▶ **Énoncé rédigé A**: Repérez dans les entrées ci-dessous chaque ligne contenant le mot « green », puis recopiez ces lignes en tenant compte de la casse.

▶ **Texte extrait**:
^^^^^^^^
Commençons par saluer l'initiative de la salle Gaveau: toute une série de concerts d'une heure à 8 euros, c'est idéal pour venir en famille par exemple et la joyeuse bousculade qui se produit à chaque début / fin de concert entre ceux qui arrivent et ceux qui sortent n'est pas sans rappeler la Folle Journée de Nantes auquel le titre de "Folle Nuit" choisi par la salle Gaveau se référait implicitement. Côté réserves, on peut relever la pauvreté de l'instrumentarium: du piano, du piano, et encore du piano. Au besoin à 4, 6, ou 12 mains ! Bon d'accord je sais que la Salle Gaveau est l'un des temples et peut-être même le temple du piano à Paris, mais tout de même.
^^^^^^^^
▶ **Données fournies**:

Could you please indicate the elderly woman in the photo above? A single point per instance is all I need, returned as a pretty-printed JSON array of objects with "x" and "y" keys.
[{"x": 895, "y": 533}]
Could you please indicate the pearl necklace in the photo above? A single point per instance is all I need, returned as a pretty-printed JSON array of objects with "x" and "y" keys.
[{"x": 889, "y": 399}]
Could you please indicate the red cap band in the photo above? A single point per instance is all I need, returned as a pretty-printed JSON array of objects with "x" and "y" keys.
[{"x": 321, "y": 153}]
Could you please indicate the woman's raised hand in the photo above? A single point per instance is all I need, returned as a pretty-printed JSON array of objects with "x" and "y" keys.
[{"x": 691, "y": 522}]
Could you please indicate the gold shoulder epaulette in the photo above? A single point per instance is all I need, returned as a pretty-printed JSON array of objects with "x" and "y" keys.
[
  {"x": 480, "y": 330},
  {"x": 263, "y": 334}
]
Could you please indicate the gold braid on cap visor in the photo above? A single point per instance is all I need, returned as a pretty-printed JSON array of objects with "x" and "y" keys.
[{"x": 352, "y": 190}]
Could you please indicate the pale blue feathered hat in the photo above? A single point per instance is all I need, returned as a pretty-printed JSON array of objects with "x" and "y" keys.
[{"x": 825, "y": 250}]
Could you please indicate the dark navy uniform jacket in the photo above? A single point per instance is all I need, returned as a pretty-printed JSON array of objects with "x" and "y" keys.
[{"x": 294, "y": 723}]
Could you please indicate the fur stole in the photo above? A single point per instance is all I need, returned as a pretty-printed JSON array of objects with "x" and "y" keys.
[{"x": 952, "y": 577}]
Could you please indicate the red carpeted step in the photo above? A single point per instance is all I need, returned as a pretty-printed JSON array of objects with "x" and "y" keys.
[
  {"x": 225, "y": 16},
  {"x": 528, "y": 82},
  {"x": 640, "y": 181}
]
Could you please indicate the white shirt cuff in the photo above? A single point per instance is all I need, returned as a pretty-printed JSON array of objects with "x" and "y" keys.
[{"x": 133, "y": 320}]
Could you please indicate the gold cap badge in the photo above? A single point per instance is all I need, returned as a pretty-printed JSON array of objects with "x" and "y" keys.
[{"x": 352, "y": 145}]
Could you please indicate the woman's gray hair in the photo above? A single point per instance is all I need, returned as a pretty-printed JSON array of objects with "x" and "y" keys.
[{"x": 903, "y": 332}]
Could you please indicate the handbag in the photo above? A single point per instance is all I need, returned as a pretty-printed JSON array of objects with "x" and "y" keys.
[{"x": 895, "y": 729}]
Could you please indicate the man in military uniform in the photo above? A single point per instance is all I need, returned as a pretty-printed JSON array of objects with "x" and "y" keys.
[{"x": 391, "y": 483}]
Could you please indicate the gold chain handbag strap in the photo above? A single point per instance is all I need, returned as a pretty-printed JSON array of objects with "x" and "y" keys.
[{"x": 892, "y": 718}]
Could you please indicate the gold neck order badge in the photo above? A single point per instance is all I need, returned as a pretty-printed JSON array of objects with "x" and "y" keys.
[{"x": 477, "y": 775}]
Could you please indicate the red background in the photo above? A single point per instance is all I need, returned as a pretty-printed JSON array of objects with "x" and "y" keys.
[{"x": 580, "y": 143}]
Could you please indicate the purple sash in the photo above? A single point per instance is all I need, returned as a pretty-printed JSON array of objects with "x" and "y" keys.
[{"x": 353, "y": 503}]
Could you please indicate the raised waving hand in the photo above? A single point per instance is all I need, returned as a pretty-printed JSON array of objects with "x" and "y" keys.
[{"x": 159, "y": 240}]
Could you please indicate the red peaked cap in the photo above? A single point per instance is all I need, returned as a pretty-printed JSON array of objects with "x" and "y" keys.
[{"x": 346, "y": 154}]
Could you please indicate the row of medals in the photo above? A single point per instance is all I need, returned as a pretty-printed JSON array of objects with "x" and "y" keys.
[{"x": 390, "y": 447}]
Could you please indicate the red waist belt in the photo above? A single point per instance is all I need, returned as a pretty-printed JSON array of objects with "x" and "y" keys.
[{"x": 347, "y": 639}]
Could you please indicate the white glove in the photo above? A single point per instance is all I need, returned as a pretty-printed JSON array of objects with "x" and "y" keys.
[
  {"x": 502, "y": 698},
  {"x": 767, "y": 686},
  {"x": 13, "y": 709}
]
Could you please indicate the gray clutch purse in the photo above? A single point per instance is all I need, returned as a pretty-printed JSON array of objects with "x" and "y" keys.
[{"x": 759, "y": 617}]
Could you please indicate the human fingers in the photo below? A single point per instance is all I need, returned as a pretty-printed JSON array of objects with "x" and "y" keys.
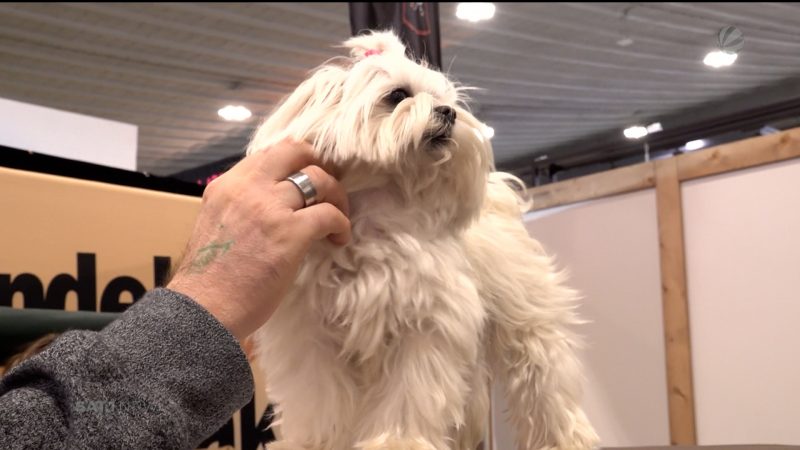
[
  {"x": 327, "y": 190},
  {"x": 323, "y": 220},
  {"x": 282, "y": 159}
]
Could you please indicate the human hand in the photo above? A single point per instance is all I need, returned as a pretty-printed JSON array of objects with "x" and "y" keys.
[{"x": 252, "y": 233}]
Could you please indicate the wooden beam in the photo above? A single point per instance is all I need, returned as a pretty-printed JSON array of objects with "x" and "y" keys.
[
  {"x": 740, "y": 155},
  {"x": 612, "y": 182},
  {"x": 680, "y": 391}
]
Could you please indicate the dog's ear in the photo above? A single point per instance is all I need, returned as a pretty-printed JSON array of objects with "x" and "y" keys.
[{"x": 375, "y": 43}]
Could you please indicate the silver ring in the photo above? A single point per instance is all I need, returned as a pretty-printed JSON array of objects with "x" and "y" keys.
[{"x": 306, "y": 187}]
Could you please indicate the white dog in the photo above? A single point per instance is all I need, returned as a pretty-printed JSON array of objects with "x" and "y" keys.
[{"x": 391, "y": 341}]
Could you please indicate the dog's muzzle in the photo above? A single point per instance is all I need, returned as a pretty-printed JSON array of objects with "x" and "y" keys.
[{"x": 445, "y": 118}]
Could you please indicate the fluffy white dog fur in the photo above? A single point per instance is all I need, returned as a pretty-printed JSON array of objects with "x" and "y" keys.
[{"x": 391, "y": 341}]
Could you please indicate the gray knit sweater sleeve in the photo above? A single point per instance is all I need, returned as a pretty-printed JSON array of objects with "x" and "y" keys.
[{"x": 165, "y": 375}]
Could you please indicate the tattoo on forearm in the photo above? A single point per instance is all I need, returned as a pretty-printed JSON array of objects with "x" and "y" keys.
[{"x": 208, "y": 254}]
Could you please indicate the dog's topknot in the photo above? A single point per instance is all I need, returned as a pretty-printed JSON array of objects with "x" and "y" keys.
[{"x": 374, "y": 42}]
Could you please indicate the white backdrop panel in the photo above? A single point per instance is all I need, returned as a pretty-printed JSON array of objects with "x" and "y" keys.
[
  {"x": 742, "y": 233},
  {"x": 610, "y": 248}
]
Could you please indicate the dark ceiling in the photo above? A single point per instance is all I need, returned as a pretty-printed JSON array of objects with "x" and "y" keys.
[{"x": 558, "y": 85}]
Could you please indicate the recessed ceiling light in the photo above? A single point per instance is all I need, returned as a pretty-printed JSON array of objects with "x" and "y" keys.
[
  {"x": 475, "y": 12},
  {"x": 694, "y": 145},
  {"x": 654, "y": 128},
  {"x": 235, "y": 113},
  {"x": 635, "y": 132},
  {"x": 719, "y": 58},
  {"x": 625, "y": 42}
]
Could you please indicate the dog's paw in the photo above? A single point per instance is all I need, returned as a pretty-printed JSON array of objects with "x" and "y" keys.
[{"x": 386, "y": 442}]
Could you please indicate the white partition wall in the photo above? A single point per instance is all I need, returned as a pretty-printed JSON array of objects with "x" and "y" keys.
[
  {"x": 68, "y": 135},
  {"x": 610, "y": 248},
  {"x": 742, "y": 236}
]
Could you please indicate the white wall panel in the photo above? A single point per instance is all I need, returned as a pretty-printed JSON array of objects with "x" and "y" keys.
[
  {"x": 67, "y": 135},
  {"x": 610, "y": 248},
  {"x": 742, "y": 234}
]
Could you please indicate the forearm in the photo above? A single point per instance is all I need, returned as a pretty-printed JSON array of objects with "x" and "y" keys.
[{"x": 165, "y": 375}]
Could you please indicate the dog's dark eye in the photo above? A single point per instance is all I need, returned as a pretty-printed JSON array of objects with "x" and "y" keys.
[{"x": 397, "y": 96}]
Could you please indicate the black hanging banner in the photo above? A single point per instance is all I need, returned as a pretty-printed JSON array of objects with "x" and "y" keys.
[{"x": 417, "y": 24}]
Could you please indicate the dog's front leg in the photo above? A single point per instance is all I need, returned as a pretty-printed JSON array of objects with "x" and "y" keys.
[{"x": 416, "y": 402}]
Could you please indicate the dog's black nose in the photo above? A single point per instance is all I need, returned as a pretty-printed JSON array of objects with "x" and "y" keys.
[{"x": 447, "y": 114}]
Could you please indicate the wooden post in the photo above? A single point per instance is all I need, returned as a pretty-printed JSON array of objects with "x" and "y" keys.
[{"x": 680, "y": 393}]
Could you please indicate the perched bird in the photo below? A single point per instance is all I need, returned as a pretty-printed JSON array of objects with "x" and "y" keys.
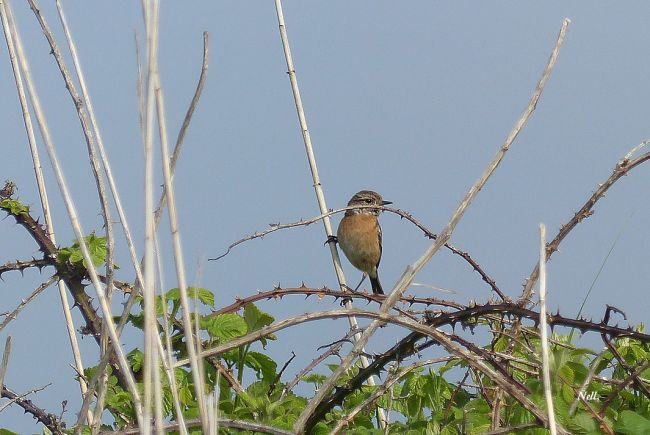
[{"x": 359, "y": 235}]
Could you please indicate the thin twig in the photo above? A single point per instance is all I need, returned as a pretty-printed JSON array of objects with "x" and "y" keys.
[
  {"x": 318, "y": 188},
  {"x": 225, "y": 422},
  {"x": 186, "y": 123},
  {"x": 180, "y": 266},
  {"x": 392, "y": 379},
  {"x": 5, "y": 361},
  {"x": 621, "y": 168},
  {"x": 51, "y": 421},
  {"x": 333, "y": 349},
  {"x": 304, "y": 421},
  {"x": 585, "y": 384},
  {"x": 408, "y": 216},
  {"x": 17, "y": 55},
  {"x": 11, "y": 316},
  {"x": 79, "y": 234}
]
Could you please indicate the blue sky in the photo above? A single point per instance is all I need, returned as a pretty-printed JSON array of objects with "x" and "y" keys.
[{"x": 410, "y": 99}]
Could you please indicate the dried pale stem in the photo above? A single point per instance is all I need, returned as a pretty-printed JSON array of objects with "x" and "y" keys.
[
  {"x": 5, "y": 361},
  {"x": 169, "y": 366},
  {"x": 17, "y": 55},
  {"x": 543, "y": 328},
  {"x": 392, "y": 379},
  {"x": 79, "y": 234},
  {"x": 428, "y": 233},
  {"x": 186, "y": 123},
  {"x": 444, "y": 235},
  {"x": 318, "y": 189},
  {"x": 180, "y": 267},
  {"x": 224, "y": 422},
  {"x": 150, "y": 9}
]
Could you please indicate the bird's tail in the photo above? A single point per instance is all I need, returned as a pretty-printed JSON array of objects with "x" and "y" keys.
[{"x": 376, "y": 285}]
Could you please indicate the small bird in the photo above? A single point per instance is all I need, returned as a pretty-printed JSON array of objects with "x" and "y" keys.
[{"x": 359, "y": 235}]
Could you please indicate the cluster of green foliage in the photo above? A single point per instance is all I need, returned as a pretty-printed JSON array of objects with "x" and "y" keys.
[{"x": 425, "y": 400}]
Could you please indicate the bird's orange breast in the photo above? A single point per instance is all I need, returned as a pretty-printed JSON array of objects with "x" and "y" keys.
[{"x": 358, "y": 237}]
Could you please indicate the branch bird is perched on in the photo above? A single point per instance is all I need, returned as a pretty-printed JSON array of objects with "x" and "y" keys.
[{"x": 359, "y": 235}]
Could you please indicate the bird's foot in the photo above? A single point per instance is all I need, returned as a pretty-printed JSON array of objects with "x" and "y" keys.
[{"x": 331, "y": 239}]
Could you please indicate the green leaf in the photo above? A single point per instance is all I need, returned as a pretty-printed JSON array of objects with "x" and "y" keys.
[
  {"x": 630, "y": 422},
  {"x": 262, "y": 364},
  {"x": 314, "y": 378},
  {"x": 96, "y": 249},
  {"x": 135, "y": 359},
  {"x": 14, "y": 207},
  {"x": 205, "y": 296},
  {"x": 224, "y": 327}
]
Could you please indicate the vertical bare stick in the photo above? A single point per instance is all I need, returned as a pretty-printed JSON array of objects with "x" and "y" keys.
[
  {"x": 90, "y": 142},
  {"x": 186, "y": 123},
  {"x": 72, "y": 213},
  {"x": 320, "y": 196},
  {"x": 169, "y": 367},
  {"x": 543, "y": 329},
  {"x": 5, "y": 361},
  {"x": 180, "y": 265},
  {"x": 150, "y": 322},
  {"x": 14, "y": 45},
  {"x": 444, "y": 235}
]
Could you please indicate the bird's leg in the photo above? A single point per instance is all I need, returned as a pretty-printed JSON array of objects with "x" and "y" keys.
[
  {"x": 344, "y": 301},
  {"x": 363, "y": 278}
]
^^^^^^^^
▶ **Énoncé rédigé B**: Reproduisez à l'identique et en entier le texte sur la salle Gaveau présenté ci-dessus.

▶ **Solution rédigée A**:
Could you please indicate the cluster of green foliage in the photo above? A single point per instance is all I need, returned as a pretty-printed JSON array of objects with "x" and "y" keys.
Could you please indicate the green leaf in the photo above? A single point per instance is all I need, returned as a pretty-printed JSON array of objects with "x" and "y" keys.

▶ **Solution rédigée B**:
Commençons par saluer l'initiative de la salle Gaveau: toute une série de concerts d'une heure à 8 euros, c'est idéal pour venir en famille par exemple et la joyeuse bousculade qui se produit à chaque début / fin de concert entre ceux qui arrivent et ceux qui sortent n'est pas sans rappeler la Folle Journée de Nantes auquel le titre de "Folle Nuit" choisi par la salle Gaveau se référait implicitement. Côté réserves, on peut relever la pauvreté de l'instrumentarium: du piano, du piano, et encore du piano. Au besoin à 4, 6, ou 12 mains ! Bon d'accord je sais que la Salle Gaveau est l'un des temples et peut-être même le temple du piano à Paris, mais tout de même.